=== Aim A ===
Duplicate the stretch from "The futures of" through "illiberal European future." in the essay on European immigration.
=== Aim B ===
According to the essay on European immigration, why is it vital to consider the facts of immigration objectively?

=== Reading passage ===
━━━━━━━━

The Immigration Crucible of Europe
Liberal Errors, Chauvinisms, and Temptations of Apartheid
Over the last three years, Europe has undergone dramatic socio-political transformations within its constituent countries and on the supranational level of the European Union (EU). Whereas mainstream constituencies in post-War Europe have focused on expanding the liberal project of the EU through political and economic integration, the last three years have seen numerous challenges against it and stress tests inadvertently applied to it. At the center of these shifts is the increasingly important bellwether issue of immigration. Intra-European immigration has always been contentious among nativist constituencies, but it is Muslim immigration that has made the issue salient among even liberal Europeans, whether centrist, center-left, or center-right.
The futures of the EU and of mainstream politics in its constituent countries are now tied to the complicated issue of immigration. On one hand, economists rightly insist that measured immigration remains an economic necessity for the advanced economies of Europe. On the other hand, concerns over uncontrolled immigration negatively affecting public resources, civic integration, security, and democratic consent are also legitimate and should not be judged as xenophobic ipso facto. Examinations of this issue are often tainted by partisan or ideological inflections. Thus, it is vital to consider the facts objectively to understand the troubled European present and to counter a potentially illiberal European future.

━━━━━━━━

=== Stored data ===
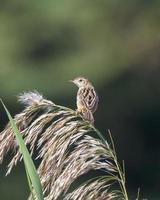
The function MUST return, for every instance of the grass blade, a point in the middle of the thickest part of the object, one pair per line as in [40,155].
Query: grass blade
[29,165]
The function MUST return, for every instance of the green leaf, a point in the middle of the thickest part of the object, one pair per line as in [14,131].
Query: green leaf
[29,165]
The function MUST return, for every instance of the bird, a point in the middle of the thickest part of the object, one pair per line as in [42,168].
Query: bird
[87,98]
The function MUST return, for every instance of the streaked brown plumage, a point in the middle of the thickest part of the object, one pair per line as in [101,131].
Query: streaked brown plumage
[87,99]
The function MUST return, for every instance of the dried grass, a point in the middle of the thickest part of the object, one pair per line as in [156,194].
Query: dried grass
[67,151]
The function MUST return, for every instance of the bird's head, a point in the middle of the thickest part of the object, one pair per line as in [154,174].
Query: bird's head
[81,82]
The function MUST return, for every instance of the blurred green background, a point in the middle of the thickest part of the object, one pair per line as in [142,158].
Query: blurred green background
[116,44]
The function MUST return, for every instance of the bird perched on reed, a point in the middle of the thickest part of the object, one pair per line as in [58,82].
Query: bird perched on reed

━━━━━━━━

=== Task result A ===
The futures of the EU and of mainstream politics in its constituent countries are now tied to the complicated issue of immigration. On one hand, economists rightly insist that measured immigration remains an economic necessity for the advanced economies of Europe. On the other hand, concerns over uncontrolled immigration negatively affecting public resources, civic integration, security, and democratic consent are also legitimate and should not be judged as xenophobic ipso facto. Examinations of this issue are often tainted by partisan or ideological inflections. Thus, it is vital to consider the facts objectively to understand the troubled European present and to counter a potentially illiberal European future.

=== Task result B ===
Examinations of immigration are often tainted by partisan or ideological inflections. Considering the facts objectively is needed to understand Europe's troubled present and to counter a potentially illiberal European future.